- 1988 mugshot of Daugherty
- Born: September 26, 1955 Detroit, Michigan, U.S.
- Died: November 7, 1988 (aged 33) Florida State Prison, Florida, U.S.
- Criminal status: Executed by electrocution
- Convictions: Florida First degree murder (3 counts); Kidnapping; Armed robbery; Pennsylvania First degree murder (2 counts);
- Criminal penalty: Florida Death; Pennsylvania Life imprisonment;

Details
- Victims: 5+
- Date: February 23 – March 11, 1976
- Country: United States
- States: Florida, Pennsylvania
- Date apprehended: March 12, 1976
- Imprisoned at: Florida State Prison

= Jeffrey Daugherty =

American convicted serial killer

Jeffrey Joseph Daugherty (September 26, 1955 – November 7, 1988) was an American serial killer who committed at least five murders in both Pennsylvania and Florida. Between February and March 1976, Daugherty, who was accompanied by his girlfriend Bonnie Heath, robbed and killed four women and one man in both states, and he was arrested on March 12, 1976.

Daugherty was sentenced to life imprisonment by the Pennsylvania courts for the two homicides committed within the jurisdiction, and while he was also given life imprisonment for two of the three murders committed in Florida, Daugherty was sentenced to death during his third murder trial in Florida for the 1976 death of Lavonne Sailer. Daugherty was executed by the electric chair on November 7, 1988, at the Florida State Prison. Heath herself was jailed for lesser charges pertaining to the murders.

==Personal life==
Jeffrey Joseph Daugherty, a native of Detroit, Michigan, was born on September 26, 1955. According to sources, Daugherty was abandoned by his mother at the age of two, and he was thus raised by his grandparents. His father, who likewise neglected his son, was both a drifter and alcoholic who had stayed at mental asylums for psychiatric problems, and married five times. Daugherty's father was also previously incarcerated for child abuse. After reaching adulthood, Daugherty was married with two children, but the marriage ended with a divorce.

• **Exercise instructions**:
Reproduce everything in the article on Jeffrey Daugherty from "Daugherty was sentenced to life" down to "to the murders.". The records that follow are separate material and are unrelated to the article on Jeffrey Daugherty.

• **Dataset entries**:
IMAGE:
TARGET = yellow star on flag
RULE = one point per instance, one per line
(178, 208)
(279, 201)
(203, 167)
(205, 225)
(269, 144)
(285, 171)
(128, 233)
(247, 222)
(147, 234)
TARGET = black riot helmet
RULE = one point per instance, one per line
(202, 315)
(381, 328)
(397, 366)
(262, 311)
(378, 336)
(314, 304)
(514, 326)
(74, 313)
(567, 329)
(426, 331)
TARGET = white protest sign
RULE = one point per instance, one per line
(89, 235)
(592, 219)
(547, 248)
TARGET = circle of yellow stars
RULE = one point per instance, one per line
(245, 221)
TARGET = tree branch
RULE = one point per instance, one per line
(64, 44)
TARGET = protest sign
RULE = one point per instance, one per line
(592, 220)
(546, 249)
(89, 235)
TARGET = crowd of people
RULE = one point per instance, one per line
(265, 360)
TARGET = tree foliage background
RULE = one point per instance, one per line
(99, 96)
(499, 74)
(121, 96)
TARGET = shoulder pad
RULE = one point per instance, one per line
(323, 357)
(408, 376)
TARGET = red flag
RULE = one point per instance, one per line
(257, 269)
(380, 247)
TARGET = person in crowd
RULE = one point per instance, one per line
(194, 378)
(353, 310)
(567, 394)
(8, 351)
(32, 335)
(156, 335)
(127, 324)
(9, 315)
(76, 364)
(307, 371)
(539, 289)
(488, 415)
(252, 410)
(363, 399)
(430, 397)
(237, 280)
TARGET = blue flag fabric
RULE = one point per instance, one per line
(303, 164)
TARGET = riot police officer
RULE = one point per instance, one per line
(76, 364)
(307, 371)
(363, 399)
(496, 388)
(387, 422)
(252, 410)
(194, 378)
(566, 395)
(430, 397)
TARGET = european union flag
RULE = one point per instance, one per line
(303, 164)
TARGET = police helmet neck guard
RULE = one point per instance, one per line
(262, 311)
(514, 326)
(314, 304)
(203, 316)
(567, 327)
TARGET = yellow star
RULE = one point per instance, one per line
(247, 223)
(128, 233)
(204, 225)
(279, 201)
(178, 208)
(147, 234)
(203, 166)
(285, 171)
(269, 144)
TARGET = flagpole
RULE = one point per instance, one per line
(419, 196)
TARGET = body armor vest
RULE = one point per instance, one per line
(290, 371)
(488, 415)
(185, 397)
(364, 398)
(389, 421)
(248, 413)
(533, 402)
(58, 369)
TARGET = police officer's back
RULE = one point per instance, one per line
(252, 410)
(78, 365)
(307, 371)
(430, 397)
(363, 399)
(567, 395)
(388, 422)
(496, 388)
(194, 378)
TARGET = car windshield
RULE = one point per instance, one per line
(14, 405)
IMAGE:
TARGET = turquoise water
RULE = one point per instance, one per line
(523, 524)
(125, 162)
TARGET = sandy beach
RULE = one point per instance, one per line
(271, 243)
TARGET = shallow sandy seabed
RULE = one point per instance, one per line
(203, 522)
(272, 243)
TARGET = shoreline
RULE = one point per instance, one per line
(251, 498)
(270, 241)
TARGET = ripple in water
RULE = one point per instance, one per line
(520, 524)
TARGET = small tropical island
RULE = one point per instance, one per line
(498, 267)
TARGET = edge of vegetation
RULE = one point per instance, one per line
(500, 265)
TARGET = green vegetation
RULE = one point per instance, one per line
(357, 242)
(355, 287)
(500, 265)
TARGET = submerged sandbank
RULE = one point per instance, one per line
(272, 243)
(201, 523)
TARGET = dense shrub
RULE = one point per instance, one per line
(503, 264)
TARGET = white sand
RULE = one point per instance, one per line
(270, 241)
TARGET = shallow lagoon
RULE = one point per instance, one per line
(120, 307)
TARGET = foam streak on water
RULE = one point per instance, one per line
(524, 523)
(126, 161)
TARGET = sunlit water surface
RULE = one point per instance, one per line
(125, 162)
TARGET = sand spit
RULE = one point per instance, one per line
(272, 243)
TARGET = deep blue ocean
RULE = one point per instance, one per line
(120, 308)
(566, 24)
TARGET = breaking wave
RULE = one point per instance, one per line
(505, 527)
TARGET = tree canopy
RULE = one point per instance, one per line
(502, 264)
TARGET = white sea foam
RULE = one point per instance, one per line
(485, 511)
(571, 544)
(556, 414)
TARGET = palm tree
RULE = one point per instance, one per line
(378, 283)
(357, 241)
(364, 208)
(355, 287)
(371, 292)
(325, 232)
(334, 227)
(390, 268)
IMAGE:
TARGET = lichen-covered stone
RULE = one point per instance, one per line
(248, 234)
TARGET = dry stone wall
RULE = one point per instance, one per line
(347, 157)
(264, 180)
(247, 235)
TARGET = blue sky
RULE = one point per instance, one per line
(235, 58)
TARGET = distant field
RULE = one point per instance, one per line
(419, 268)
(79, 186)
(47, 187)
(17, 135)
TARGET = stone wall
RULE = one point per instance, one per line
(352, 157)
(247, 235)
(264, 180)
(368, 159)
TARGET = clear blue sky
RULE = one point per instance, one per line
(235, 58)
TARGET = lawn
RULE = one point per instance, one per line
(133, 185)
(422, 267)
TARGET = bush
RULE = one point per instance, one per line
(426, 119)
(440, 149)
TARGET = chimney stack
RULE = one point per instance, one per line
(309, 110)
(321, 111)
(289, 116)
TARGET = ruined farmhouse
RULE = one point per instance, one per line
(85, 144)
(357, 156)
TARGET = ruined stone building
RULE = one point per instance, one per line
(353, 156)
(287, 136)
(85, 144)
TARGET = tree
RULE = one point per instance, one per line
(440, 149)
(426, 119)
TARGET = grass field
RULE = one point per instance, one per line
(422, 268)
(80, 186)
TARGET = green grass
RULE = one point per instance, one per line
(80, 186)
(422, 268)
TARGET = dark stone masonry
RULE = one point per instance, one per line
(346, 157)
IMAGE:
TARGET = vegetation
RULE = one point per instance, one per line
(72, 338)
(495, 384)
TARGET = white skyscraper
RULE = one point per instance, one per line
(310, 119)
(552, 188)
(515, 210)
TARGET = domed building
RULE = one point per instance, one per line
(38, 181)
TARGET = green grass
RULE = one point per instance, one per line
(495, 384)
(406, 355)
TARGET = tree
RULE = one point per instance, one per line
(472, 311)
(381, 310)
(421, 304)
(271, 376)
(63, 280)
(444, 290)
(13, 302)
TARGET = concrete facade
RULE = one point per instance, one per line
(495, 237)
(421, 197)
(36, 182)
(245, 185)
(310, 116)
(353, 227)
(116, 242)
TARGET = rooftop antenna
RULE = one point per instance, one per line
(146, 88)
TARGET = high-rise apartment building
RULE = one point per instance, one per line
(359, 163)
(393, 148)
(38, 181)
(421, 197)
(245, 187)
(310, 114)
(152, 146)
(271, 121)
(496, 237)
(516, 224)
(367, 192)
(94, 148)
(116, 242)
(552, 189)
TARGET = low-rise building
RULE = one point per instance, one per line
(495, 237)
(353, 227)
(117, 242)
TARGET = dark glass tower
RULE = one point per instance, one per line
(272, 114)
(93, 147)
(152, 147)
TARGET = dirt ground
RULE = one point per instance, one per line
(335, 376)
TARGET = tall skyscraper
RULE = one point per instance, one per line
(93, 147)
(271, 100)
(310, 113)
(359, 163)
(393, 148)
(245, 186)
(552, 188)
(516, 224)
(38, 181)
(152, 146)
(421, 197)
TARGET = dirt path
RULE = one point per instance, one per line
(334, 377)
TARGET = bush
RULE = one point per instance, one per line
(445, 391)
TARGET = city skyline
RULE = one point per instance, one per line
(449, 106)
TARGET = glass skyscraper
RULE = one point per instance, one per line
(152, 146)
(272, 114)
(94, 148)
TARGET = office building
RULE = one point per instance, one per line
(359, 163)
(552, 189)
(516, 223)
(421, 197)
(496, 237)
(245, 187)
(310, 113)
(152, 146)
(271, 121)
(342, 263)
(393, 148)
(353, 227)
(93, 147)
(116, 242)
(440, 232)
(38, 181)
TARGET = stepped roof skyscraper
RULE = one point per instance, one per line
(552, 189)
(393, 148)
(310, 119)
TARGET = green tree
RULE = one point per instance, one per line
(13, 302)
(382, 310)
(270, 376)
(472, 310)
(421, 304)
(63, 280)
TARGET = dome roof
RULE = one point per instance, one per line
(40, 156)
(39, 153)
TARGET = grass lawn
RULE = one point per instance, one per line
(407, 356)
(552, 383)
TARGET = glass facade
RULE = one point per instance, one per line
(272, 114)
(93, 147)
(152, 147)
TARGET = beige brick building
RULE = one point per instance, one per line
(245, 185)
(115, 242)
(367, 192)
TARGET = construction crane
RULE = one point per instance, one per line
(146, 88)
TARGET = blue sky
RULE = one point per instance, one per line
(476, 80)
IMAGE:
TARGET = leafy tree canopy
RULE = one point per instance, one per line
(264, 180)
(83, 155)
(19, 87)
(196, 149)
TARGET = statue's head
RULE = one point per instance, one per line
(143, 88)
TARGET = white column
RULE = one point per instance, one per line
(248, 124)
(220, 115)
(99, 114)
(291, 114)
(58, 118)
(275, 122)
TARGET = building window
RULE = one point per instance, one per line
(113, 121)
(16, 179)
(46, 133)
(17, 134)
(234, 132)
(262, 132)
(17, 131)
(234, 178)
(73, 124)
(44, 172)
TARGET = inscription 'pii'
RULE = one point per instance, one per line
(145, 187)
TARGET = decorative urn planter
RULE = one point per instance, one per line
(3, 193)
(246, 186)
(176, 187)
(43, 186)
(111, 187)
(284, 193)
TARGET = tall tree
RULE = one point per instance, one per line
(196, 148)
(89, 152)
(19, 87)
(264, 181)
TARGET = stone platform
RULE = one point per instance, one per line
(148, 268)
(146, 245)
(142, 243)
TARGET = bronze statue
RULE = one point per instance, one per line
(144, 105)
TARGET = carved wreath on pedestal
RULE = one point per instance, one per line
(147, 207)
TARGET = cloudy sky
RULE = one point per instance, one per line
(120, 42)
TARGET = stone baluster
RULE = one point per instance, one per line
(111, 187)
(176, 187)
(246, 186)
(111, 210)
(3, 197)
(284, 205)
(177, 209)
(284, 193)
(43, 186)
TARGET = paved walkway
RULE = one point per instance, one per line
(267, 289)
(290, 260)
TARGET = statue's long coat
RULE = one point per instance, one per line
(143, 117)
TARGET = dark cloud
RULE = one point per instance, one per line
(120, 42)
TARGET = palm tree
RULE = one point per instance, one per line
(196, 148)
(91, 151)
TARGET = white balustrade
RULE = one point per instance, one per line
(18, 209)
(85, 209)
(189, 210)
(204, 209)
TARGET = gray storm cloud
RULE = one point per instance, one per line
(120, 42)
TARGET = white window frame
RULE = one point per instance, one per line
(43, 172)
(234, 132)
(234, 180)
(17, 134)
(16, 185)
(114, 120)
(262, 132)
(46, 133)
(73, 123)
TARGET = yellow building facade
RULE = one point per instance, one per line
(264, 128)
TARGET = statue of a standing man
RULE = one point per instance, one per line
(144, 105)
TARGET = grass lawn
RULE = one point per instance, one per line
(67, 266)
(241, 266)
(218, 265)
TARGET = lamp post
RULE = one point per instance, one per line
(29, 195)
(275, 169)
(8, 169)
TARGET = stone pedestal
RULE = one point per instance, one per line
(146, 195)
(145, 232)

• **Solution to the exercise**:
Daugherty was sentenced to life imprisonment by the Pennsylvania courts for the two homicides committed within the jurisdiction, and while he was also given life imprisonment for two of the three murders committed in Florida, Daugherty was sentenced to death during his third murder trial in Florida for the 1976 death of Lavonne Sailer. Daugherty was executed by the electric chair on November 7, 1988, at the Florida State Prison. Heath herself was jailed for lesser charges pertaining to the murders.